Wherever the string "before" turns up in the data, copy the whole line.

[DATA FOR ANALYSIS — start]

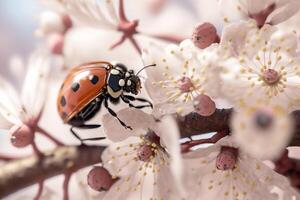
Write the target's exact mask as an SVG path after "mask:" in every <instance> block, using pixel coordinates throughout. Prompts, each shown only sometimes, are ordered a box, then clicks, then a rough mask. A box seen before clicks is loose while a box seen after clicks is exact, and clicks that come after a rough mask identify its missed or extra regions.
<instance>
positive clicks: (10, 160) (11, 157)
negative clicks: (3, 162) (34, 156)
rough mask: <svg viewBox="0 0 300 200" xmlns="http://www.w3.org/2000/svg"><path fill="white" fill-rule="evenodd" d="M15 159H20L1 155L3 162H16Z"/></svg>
mask: <svg viewBox="0 0 300 200" xmlns="http://www.w3.org/2000/svg"><path fill="white" fill-rule="evenodd" d="M15 159H18V158H15V157H12V156H7V155H1V154H0V160H2V161H11V160H15Z"/></svg>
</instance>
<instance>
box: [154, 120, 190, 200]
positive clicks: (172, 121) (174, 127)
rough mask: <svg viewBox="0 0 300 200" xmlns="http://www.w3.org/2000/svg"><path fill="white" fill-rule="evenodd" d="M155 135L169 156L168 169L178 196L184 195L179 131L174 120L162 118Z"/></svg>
mask: <svg viewBox="0 0 300 200" xmlns="http://www.w3.org/2000/svg"><path fill="white" fill-rule="evenodd" d="M158 130H159V132H157V135H158V136H160V139H161V143H162V145H163V146H165V147H166V149H167V151H168V153H169V155H170V156H171V163H170V165H171V166H170V168H171V170H172V173H173V176H174V180H175V181H176V184H174V185H176V186H177V188H178V191H179V193H180V194H182V195H184V193H185V191H184V185H182V180H183V177H182V175H183V174H182V172H183V166H182V158H181V148H180V144H179V136H180V133H179V129H178V126H177V123H176V121H175V119H174V118H173V117H171V116H166V117H164V118H162V120H161V123H159V124H158Z"/></svg>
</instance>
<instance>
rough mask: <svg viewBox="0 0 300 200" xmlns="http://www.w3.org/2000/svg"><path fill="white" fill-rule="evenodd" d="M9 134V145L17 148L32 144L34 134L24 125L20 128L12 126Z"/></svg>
mask: <svg viewBox="0 0 300 200" xmlns="http://www.w3.org/2000/svg"><path fill="white" fill-rule="evenodd" d="M9 132H10V134H11V139H10V140H11V143H12V145H14V146H15V147H17V148H23V147H26V146H28V145H30V144H32V142H33V140H34V132H33V130H32V129H31V128H30V127H29V126H27V125H26V124H23V125H21V126H18V125H14V126H13V127H12V128H11V129H10V130H9Z"/></svg>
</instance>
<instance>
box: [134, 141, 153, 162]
mask: <svg viewBox="0 0 300 200" xmlns="http://www.w3.org/2000/svg"><path fill="white" fill-rule="evenodd" d="M137 156H138V158H139V160H141V161H143V162H148V161H150V159H151V158H152V157H153V156H154V150H153V147H152V146H150V145H147V144H143V145H142V146H140V147H139V148H138V150H137Z"/></svg>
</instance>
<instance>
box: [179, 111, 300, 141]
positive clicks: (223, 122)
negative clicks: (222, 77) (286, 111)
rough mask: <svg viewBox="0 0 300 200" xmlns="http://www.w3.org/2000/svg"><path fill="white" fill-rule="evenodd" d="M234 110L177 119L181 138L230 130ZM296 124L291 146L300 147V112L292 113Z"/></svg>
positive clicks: (192, 115) (182, 117)
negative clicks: (206, 115) (212, 113)
mask: <svg viewBox="0 0 300 200" xmlns="http://www.w3.org/2000/svg"><path fill="white" fill-rule="evenodd" d="M232 112H233V109H217V110H216V112H215V113H214V114H213V115H211V116H209V117H203V116H201V115H199V114H197V113H190V114H188V115H186V116H184V117H177V122H178V125H179V129H180V132H181V137H182V138H183V137H191V136H193V135H199V134H205V133H210V132H219V131H226V130H229V125H230V117H231V114H232ZM291 116H292V118H293V119H294V122H295V128H294V134H293V138H292V140H291V143H290V144H289V146H300V110H296V111H294V112H292V113H291Z"/></svg>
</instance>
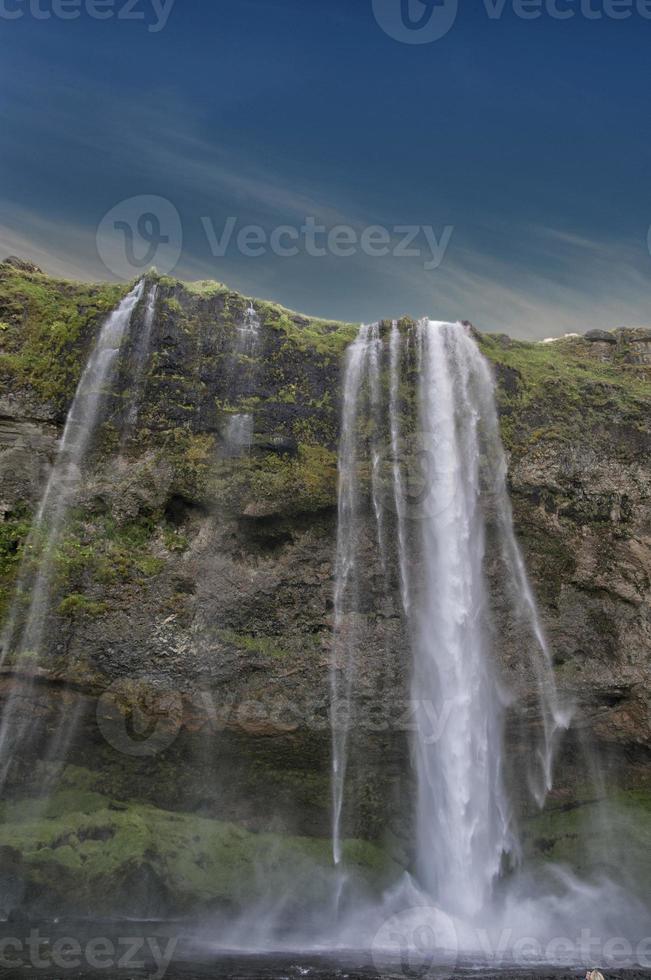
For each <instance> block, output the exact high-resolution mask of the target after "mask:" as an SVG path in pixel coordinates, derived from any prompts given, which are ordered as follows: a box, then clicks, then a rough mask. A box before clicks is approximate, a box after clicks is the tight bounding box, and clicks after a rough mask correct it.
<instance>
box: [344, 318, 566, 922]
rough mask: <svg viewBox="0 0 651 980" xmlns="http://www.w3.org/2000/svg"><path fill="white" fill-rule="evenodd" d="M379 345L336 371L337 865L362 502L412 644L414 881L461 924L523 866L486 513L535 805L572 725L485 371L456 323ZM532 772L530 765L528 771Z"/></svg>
mask: <svg viewBox="0 0 651 980" xmlns="http://www.w3.org/2000/svg"><path fill="white" fill-rule="evenodd" d="M411 344H413V347H414V350H413V355H414V358H415V365H416V368H417V371H418V380H417V384H416V391H415V399H416V422H415V428H416V430H417V431H409V430H408V427H407V426H406V425H405V421H404V413H403V412H402V406H401V399H400V385H401V380H402V375H403V372H404V365H405V362H406V357H407V353H408V352H407V348H408V346H409V345H411ZM384 346H385V344H384V343H383V342H382V340H381V339H380V329H379V327H378V325H377V324H376V325H373V326H370V327H369V326H365V327H362V328H361V330H360V332H359V335H358V337H357V340H356V341H355V343H354V344H353V345H352V346H351V348H350V349H349V352H348V358H347V362H346V370H345V380H344V393H343V417H342V435H341V447H340V460H339V464H340V470H339V472H340V476H339V528H338V540H337V560H336V587H335V659H334V666H333V671H332V679H333V680H332V696H333V704H337V706H338V711H337V722H338V727H337V728H335V726H334V725H333V854H334V860H335V863H338V862H339V861H340V860H341V821H342V811H343V808H344V802H345V801H344V797H345V785H346V769H347V754H348V740H349V732H350V726H351V717H352V712H353V710H354V709H353V705H352V702H353V696H352V695H353V689H354V684H355V672H356V668H355V646H356V628H357V624H358V619H359V614H360V608H361V601H360V599H361V597H360V595H359V575H360V569H359V562H360V560H361V559H360V550H359V538H360V528H361V526H362V522H363V520H364V516H363V515H364V511H365V508H366V504H365V496H367V498H368V499H369V504H370V507H368V508H366V513H367V514H368V513H369V512H370V513H371V514H372V515H373V518H374V522H375V526H376V538H377V549H378V555H379V558H380V561H381V563H382V564H383V565H384V564H385V563H386V562H387V561H388V560H389V555H388V543H389V541H388V536H387V531H386V528H387V520H386V513H385V509H386V503H387V501H389V500H390V501H391V504H392V507H391V509H392V510H393V512H394V513H393V524H392V525H391V526H392V527H393V528H394V529H395V533H394V534H393V535H392V540H393V545H394V546H393V553H392V555H391V560H392V561H393V562H394V564H395V566H396V570H397V578H398V580H399V582H400V595H401V599H402V607H403V610H404V615H405V619H406V630H405V633H406V635H407V636H408V637H409V638H410V644H411V659H412V672H411V674H412V681H411V697H412V702H413V704H414V707H415V719H416V728H417V730H416V732H415V733H414V737H413V744H412V751H413V758H414V769H415V774H416V785H417V789H416V800H415V805H414V806H415V837H416V842H415V845H416V846H415V862H414V863H415V872H416V875H417V878H418V880H419V882H420V885H421V887H423V888H424V890H425V891H426V893H427V894H428V895H429V896H430V897H431V898H432V899H434V900H435V901H437V902H439V903H441V905H442V906H443V907H445V908H447V909H448V910H449V911H450V912H451V913H453V914H455V915H462V916H464V917H466V918H471V917H473V916H474V915H476V914H477V913H478V912H479V911H480V910H481V909H482V908H485V906H486V905H487V903H488V902H489V901H490V898H491V895H492V891H493V887H494V883H495V882H496V880H497V878H498V877H499V875H500V872H501V870H502V869H503V867H504V866H505V864H509V863H515V862H516V860H517V857H518V842H517V837H516V833H515V831H514V827H513V821H512V816H511V807H510V803H509V799H508V795H507V792H506V789H505V778H504V760H503V751H502V742H503V719H504V711H505V703H506V696H505V694H504V692H503V691H502V688H501V686H500V683H499V680H498V677H497V675H496V666H495V665H494V662H493V661H494V657H493V651H492V650H491V649H490V646H491V641H490V637H491V632H492V631H491V622H490V608H489V601H488V592H487V583H486V579H485V572H484V564H485V547H486V525H487V511H488V510H489V509H490V511H491V514H492V515H494V517H493V520H494V522H495V524H496V525H497V529H498V535H499V540H500V546H501V549H502V553H503V559H504V564H505V567H506V568H507V574H508V575H509V577H510V579H511V580H512V589H511V591H512V592H513V593H514V594H515V595H516V596H517V605H518V609H517V610H516V612H517V613H518V614H519V615H521V617H522V618H523V619H524V620H526V621H527V627H528V630H529V632H530V634H531V635H532V636H533V638H534V640H535V642H534V643H533V644H530V646H531V647H532V650H531V656H532V659H533V662H534V667H535V674H536V676H537V678H538V682H539V693H540V715H541V717H542V719H543V733H544V737H543V743H544V744H542V745H541V746H540V748H539V750H538V752H537V762H538V766H537V768H538V769H539V771H540V772H539V776H538V778H537V779H535V781H534V782H535V788H536V791H537V792H538V791H540V790H541V788H542V792H543V794H544V792H545V791H546V790H547V789H549V788H550V786H551V767H552V750H553V743H554V736H555V734H556V732H557V730H558V729H559V728H560V727H563V725H565V724H566V719H565V718H564V717H563V715H562V713H561V712H560V711H559V709H558V706H557V702H556V694H555V688H554V682H553V676H552V672H551V669H550V667H551V665H550V661H549V654H548V651H547V647H546V645H545V641H544V637H543V635H542V631H541V629H540V625H539V623H538V618H537V613H536V609H535V603H534V600H533V596H532V593H531V589H530V587H529V584H528V581H527V577H526V572H525V569H524V564H523V561H522V557H521V555H520V552H519V549H518V546H517V543H516V540H515V536H514V532H513V525H512V518H511V510H510V504H509V500H508V494H507V490H506V479H505V476H506V465H505V461H504V454H503V450H502V447H501V443H500V439H499V427H498V420H497V413H496V410H495V404H494V394H493V379H492V376H491V372H490V370H489V368H488V365H487V363H486V361H485V360H484V358H483V357H482V355H481V354H480V352H479V350H478V348H477V346H476V344H475V343H474V341H473V339H472V337H471V335H470V332H469V330H468V328H466V327H464V326H463V325H461V324H450V323H440V322H435V321H428V320H424V321H421V322H420V323H419V324H418V325H417V326H416V328H415V329H413V330H411V331H409V332H406V331H404V332H403V331H402V330H401V329H400V328H399V327H398V325H397V324H396V323H393V324H392V325H391V329H390V334H389V341H388V345H386V346H388V350H387V351H385V350H384ZM384 363H387V364H388V372H387V377H388V392H387V394H386V395H384V394H383V390H382V377H383V374H382V371H383V364H384ZM382 400H383V404H382ZM383 428H384V430H386V431H387V432H388V447H389V448H388V453H387V455H388V456H389V464H390V465H389V466H388V467H386V468H385V467H384V466H383V460H382V458H381V455H382V454H381V450H380V442H379V436H378V433H379V432H380V431H382V429H383ZM413 428H414V426H412V429H413ZM365 453H366V454H367V455H366V459H367V460H368V463H367V464H366V467H367V469H366V472H368V471H369V470H370V479H369V484H370V486H369V487H368V490H365V489H364V473H365V467H364V461H363V457H364V454H365ZM407 459H412V460H413V459H417V460H418V462H419V466H420V467H421V469H422V467H425V473H424V474H423V476H424V480H423V481H422V483H423V485H422V487H421V488H420V492H418V493H414V492H413V487H412V486H411V483H412V481H410V480H409V478H408V474H406V473H405V465H404V464H405V460H407ZM369 464H370V465H369ZM385 469H386V472H385ZM385 483H386V486H385ZM342 703H343V705H344V708H345V710H342ZM535 762H536V760H529V761H528V766H529V768H530V770H532V771H533V770H535V769H536V764H535Z"/></svg>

[DATA FOR ANALYSIS — finish]

→ **EXERCISE SOLUTION**
Write the target's exact mask as an SVG path after "mask:" in every <instance> block, using pixel coordinates throughout. Prompts, each shown only sometimes, are ordered a box, then clicks, then a rough mask. A box seen before clicks is loose while a box seen after clicks is exact, and clicks that come after a rough mask identify its missed or extra regions.
For each <instance> block, output the exact high-resolution mask of the target after "mask:" as an SVG path in pixel coordinates, derived from any prompts given, which are ordered as follows: a box, then clicks, then a rough mask. A box before clicks is approximate, a box after clicks is the tight bounding box, and clicks after a rough mask correct it.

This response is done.